Polecenie: Odszukaj poniżej wszystkie wiersze, w których występuje słowo „wooden”, i przepisz każdy z nich w całości. Wielkość liter ma znaczenie.

Wiersze danych:
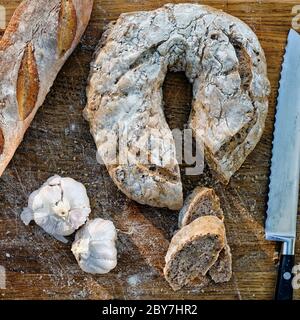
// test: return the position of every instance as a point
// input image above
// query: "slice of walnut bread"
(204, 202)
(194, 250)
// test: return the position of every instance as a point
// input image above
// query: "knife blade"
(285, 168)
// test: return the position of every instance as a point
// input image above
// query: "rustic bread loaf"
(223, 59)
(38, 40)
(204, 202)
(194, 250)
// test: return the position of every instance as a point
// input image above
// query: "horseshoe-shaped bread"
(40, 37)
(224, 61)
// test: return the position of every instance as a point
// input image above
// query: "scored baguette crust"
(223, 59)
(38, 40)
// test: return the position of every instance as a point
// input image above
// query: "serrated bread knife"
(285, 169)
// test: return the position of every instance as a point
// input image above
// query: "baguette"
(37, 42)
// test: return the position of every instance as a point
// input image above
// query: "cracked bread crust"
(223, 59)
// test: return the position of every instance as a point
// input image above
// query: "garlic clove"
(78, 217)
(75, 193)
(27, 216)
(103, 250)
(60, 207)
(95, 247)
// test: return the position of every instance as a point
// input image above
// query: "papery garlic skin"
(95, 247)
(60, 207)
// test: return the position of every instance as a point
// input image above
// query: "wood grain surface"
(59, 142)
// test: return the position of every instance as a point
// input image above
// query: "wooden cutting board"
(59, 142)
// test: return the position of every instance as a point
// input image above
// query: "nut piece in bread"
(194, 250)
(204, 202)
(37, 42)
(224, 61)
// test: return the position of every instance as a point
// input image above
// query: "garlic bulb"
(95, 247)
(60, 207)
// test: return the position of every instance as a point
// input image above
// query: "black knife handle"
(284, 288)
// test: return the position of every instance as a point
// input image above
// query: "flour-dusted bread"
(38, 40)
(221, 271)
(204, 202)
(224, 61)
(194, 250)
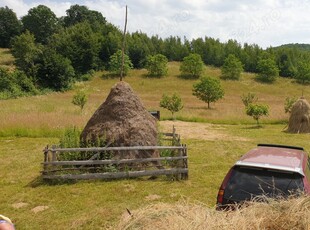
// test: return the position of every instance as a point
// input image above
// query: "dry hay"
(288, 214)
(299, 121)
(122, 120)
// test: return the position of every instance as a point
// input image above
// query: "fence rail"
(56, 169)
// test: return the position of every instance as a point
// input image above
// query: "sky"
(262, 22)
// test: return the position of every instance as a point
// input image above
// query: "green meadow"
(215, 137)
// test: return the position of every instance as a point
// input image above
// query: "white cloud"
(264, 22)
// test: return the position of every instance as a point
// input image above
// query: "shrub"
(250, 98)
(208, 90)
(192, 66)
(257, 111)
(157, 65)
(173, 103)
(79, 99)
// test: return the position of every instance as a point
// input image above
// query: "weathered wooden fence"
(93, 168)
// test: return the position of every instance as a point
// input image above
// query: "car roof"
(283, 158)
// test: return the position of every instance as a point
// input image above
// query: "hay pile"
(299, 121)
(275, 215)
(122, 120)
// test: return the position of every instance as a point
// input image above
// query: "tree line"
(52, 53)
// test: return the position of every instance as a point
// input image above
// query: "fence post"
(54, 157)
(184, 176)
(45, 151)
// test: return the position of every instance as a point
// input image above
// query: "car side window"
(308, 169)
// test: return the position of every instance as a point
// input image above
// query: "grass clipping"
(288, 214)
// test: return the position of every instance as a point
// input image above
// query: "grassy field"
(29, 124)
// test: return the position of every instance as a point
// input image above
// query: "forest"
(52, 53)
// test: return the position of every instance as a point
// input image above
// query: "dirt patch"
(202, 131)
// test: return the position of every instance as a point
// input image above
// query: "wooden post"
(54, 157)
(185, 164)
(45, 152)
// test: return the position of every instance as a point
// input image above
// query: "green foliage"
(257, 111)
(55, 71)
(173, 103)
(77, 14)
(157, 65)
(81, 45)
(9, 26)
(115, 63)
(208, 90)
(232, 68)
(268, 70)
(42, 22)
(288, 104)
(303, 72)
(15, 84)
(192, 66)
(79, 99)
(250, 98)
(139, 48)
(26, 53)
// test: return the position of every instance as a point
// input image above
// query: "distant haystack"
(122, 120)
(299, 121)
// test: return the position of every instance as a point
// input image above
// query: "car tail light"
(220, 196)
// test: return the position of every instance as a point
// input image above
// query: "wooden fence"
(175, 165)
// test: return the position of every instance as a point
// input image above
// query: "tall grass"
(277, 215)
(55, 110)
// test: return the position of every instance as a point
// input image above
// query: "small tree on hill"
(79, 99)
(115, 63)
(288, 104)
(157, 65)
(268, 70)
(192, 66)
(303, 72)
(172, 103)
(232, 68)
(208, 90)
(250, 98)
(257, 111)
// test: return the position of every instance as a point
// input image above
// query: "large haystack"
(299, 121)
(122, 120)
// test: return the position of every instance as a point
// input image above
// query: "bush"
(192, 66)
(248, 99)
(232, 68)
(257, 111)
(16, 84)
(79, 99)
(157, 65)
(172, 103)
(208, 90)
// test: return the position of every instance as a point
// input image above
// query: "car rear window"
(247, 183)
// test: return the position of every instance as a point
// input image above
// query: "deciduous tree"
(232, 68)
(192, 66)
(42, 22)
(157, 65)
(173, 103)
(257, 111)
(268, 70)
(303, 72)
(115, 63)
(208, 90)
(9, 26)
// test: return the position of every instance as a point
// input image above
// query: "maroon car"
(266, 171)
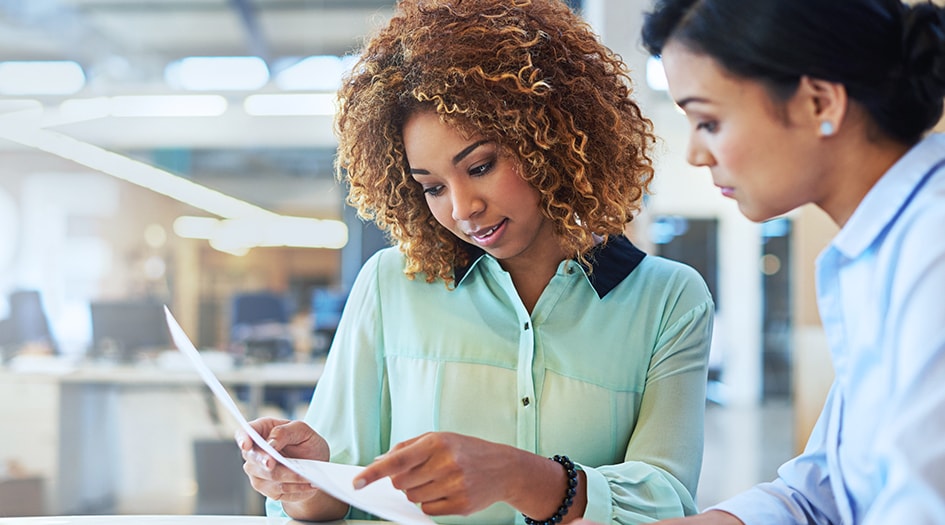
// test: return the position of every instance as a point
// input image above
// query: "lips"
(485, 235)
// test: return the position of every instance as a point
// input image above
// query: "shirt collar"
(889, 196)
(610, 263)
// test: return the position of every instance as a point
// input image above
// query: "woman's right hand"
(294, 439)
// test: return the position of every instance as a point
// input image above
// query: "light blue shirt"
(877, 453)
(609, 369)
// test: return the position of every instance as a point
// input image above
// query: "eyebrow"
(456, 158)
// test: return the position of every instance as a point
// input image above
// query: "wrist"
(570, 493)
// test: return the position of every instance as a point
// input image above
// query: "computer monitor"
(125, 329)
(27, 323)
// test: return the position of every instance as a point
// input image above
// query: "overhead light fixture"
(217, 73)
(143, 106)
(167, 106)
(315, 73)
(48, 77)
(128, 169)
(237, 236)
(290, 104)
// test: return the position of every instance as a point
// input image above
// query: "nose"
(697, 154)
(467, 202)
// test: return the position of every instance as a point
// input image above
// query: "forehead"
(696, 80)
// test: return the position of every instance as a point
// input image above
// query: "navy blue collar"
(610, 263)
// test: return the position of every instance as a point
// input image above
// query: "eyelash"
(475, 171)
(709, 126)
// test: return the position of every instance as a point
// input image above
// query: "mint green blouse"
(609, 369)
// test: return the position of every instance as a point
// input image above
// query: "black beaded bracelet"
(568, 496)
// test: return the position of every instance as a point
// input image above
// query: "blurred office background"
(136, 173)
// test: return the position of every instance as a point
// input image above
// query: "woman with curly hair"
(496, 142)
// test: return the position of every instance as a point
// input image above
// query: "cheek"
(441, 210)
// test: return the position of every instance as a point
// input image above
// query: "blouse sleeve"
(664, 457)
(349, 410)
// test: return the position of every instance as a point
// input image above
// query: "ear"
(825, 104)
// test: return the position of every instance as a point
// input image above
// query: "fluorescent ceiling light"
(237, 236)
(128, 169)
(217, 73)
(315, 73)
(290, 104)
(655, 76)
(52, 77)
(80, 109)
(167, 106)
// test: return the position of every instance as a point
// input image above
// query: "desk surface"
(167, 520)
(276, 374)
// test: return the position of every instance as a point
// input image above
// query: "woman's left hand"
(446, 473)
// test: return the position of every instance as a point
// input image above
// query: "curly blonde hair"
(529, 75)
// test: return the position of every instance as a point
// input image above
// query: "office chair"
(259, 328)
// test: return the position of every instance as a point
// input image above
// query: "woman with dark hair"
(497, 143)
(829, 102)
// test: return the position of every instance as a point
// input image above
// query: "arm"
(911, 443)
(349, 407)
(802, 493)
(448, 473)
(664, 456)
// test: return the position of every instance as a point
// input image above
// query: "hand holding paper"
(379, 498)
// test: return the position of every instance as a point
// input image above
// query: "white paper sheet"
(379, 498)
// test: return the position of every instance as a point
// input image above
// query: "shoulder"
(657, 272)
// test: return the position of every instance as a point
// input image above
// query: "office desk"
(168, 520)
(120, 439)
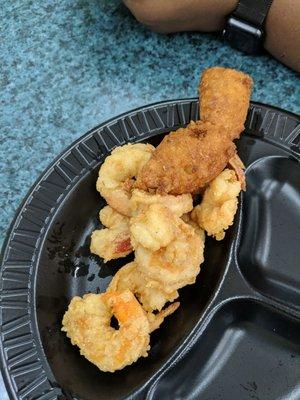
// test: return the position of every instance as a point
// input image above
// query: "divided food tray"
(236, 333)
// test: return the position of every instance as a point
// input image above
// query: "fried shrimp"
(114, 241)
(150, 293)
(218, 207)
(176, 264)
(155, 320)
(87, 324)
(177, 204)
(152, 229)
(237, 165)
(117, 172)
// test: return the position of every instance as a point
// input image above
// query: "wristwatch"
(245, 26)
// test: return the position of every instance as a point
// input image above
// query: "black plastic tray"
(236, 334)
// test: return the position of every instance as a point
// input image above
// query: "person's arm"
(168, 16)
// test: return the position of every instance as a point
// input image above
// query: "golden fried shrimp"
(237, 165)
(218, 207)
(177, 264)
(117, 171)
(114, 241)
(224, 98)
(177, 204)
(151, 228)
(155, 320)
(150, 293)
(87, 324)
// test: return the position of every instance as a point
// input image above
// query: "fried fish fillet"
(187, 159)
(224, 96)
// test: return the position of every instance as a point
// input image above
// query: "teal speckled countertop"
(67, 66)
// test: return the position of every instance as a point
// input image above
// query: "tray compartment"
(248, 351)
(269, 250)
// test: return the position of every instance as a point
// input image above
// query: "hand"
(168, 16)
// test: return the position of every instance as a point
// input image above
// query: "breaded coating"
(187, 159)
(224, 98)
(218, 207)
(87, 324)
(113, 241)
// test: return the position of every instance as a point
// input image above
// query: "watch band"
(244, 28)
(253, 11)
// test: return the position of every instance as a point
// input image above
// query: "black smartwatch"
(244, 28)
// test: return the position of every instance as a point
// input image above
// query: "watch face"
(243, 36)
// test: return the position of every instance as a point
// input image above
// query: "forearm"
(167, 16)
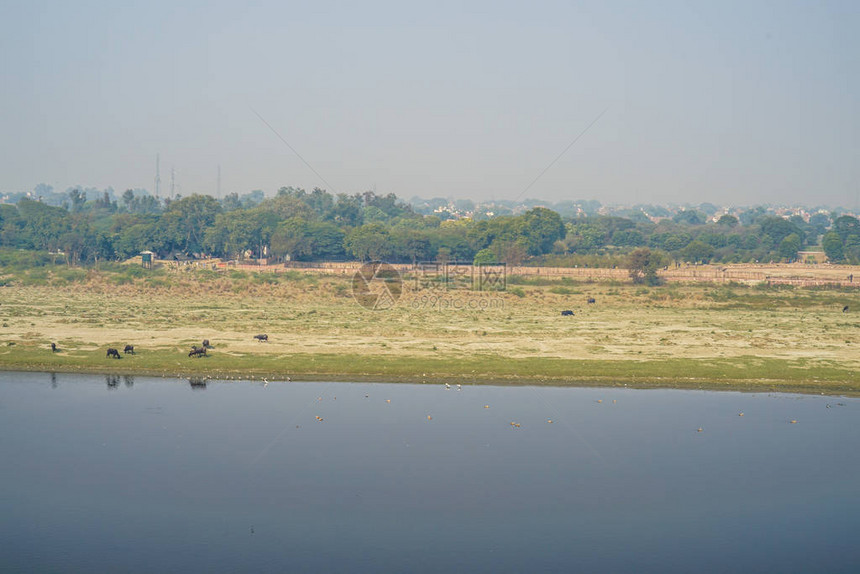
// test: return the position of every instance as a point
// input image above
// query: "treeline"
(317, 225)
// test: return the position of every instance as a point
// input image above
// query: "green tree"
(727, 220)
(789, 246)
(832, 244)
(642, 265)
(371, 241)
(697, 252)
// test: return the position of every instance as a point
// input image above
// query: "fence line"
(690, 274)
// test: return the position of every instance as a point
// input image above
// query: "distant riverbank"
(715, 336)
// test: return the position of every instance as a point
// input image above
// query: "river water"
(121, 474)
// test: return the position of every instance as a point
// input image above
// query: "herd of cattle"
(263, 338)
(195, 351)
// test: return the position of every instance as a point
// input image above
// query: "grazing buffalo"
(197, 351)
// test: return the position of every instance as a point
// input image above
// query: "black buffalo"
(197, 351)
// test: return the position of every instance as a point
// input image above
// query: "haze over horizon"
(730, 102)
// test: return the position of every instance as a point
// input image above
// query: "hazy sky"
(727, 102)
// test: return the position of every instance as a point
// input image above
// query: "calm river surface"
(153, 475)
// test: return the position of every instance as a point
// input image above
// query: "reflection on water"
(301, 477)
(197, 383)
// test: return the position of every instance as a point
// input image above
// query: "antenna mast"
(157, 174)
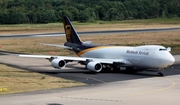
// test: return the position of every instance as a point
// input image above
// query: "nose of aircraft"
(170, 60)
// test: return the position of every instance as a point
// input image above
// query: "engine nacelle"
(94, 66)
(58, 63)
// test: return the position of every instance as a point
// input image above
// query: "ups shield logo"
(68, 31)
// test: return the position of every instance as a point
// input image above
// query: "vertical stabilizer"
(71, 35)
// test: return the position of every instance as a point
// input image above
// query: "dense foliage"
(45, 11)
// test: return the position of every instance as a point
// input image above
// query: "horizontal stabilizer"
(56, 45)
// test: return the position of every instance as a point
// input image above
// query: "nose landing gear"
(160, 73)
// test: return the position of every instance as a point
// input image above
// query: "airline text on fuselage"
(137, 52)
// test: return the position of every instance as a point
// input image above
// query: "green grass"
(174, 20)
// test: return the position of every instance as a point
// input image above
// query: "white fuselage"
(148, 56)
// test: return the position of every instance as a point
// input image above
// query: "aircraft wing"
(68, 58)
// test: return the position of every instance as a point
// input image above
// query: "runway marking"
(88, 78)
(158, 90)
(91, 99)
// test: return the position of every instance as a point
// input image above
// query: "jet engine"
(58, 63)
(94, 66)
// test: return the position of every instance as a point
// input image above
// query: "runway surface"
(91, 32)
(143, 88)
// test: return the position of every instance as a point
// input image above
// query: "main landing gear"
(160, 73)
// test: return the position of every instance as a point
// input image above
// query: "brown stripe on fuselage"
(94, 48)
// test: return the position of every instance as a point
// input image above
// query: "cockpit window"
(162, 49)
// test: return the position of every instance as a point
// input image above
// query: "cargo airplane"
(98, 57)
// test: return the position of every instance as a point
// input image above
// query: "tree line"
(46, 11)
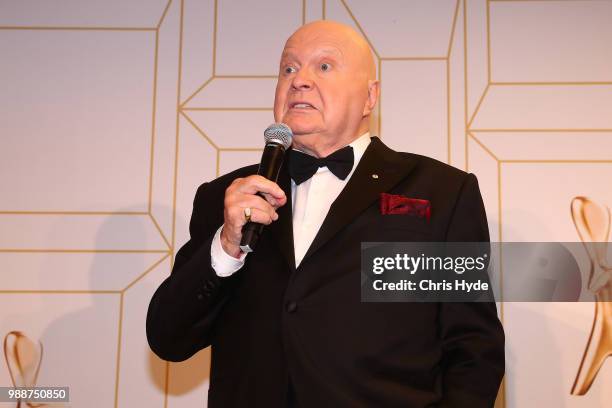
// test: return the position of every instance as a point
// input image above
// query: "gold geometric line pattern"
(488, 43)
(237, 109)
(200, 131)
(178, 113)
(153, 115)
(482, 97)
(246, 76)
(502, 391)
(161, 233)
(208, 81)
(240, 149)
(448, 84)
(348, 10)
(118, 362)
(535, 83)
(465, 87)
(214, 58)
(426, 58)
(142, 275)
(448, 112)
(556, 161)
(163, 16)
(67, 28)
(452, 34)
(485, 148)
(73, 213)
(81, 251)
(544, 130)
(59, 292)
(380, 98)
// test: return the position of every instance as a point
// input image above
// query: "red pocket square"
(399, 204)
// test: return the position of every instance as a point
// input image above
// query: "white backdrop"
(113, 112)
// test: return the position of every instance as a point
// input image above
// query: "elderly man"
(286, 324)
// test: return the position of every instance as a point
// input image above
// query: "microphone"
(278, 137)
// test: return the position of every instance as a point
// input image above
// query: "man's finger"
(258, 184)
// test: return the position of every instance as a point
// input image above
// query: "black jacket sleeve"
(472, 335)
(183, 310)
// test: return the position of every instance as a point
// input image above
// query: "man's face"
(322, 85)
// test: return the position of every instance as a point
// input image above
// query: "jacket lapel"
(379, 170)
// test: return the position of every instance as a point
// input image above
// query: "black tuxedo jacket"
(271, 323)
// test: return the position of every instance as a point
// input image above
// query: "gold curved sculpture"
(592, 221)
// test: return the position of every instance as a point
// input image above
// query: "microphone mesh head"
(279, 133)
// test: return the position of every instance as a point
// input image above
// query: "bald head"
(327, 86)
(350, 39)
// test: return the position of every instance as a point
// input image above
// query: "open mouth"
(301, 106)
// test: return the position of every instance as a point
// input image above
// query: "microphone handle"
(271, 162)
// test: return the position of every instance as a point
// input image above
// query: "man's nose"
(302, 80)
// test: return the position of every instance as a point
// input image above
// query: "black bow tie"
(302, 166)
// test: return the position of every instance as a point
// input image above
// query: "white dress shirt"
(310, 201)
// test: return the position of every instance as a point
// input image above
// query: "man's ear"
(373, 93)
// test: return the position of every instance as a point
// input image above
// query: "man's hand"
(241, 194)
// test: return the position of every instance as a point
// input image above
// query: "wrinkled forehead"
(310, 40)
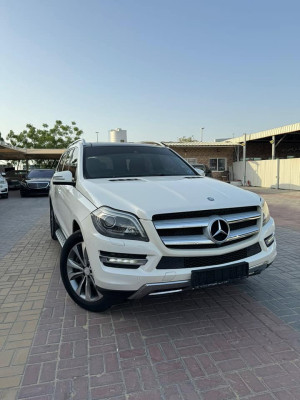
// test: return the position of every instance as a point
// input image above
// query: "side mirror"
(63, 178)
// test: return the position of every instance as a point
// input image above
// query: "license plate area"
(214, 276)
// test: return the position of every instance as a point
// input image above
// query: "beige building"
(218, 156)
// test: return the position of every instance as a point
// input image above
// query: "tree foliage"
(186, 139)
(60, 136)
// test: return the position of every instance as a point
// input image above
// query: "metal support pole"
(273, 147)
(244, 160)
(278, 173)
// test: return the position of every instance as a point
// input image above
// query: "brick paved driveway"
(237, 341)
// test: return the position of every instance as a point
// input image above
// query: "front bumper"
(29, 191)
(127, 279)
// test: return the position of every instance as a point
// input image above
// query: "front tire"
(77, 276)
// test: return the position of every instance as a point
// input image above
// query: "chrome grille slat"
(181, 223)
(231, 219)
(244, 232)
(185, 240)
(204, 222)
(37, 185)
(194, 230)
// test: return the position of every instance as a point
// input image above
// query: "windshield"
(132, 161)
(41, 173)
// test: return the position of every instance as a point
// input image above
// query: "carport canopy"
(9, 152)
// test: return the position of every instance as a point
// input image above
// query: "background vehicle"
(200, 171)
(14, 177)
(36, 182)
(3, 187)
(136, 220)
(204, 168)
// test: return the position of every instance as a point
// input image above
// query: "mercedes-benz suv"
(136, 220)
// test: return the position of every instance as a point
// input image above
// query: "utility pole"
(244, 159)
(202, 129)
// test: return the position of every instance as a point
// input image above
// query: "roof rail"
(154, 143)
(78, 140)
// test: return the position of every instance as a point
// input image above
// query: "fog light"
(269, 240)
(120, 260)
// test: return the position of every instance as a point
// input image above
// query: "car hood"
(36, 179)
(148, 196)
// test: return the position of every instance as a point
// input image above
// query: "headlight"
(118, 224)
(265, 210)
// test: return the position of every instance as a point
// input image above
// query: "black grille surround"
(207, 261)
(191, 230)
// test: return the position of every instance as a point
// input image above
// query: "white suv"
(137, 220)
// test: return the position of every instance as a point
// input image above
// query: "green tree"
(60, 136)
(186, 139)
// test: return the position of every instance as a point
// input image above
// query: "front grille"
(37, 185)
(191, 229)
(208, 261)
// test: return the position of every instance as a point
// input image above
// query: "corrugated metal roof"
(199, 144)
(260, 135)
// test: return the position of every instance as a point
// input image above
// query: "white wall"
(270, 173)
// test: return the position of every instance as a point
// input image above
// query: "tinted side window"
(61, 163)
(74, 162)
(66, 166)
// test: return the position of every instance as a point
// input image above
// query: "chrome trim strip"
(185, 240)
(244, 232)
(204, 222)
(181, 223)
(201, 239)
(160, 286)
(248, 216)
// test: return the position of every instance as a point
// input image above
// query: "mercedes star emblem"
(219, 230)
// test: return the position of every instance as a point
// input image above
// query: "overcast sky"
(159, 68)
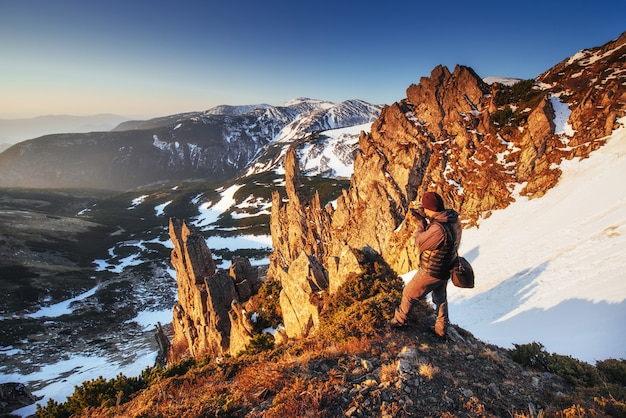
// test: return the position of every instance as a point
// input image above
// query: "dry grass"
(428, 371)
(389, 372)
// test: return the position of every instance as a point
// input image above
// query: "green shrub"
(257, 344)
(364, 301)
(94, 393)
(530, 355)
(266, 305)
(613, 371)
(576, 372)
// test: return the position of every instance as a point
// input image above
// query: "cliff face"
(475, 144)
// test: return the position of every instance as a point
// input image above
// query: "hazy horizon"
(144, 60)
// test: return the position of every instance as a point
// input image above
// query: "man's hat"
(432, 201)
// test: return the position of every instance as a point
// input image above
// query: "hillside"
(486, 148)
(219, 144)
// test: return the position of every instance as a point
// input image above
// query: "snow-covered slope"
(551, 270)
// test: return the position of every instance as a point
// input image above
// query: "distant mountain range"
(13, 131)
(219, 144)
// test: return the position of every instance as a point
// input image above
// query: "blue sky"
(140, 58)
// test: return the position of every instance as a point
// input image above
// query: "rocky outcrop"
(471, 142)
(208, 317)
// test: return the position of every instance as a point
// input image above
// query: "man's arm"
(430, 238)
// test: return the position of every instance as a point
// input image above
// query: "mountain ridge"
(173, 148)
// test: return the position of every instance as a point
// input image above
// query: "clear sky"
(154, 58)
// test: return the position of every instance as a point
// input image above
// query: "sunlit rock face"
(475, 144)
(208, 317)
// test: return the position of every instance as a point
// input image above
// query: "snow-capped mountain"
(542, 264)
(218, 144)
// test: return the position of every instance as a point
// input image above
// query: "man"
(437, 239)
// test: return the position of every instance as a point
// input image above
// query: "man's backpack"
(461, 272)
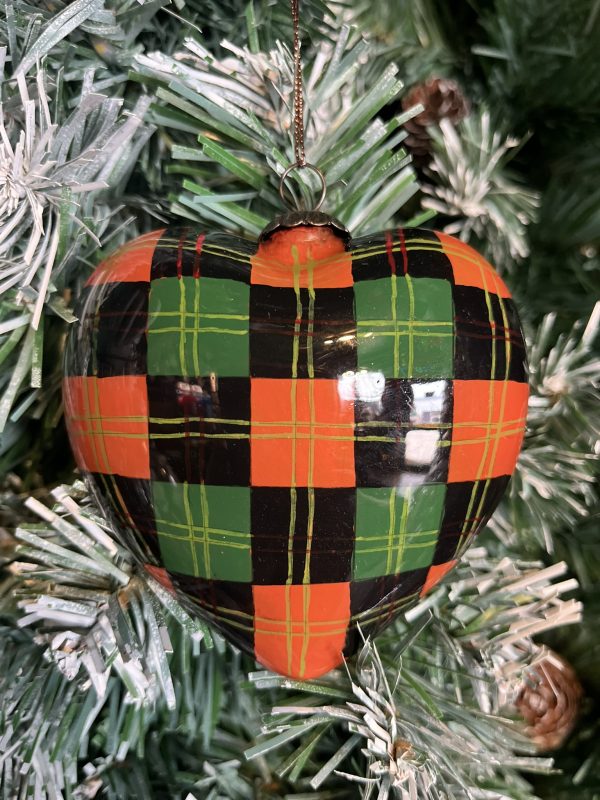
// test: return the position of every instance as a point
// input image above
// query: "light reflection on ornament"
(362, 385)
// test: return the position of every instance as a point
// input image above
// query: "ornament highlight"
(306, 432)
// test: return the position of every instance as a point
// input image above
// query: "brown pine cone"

Wynik:
// query: "wooden cutting board"
// query: "weathered wooden fence"
// query: "wooden post"
// query: "wooden fence"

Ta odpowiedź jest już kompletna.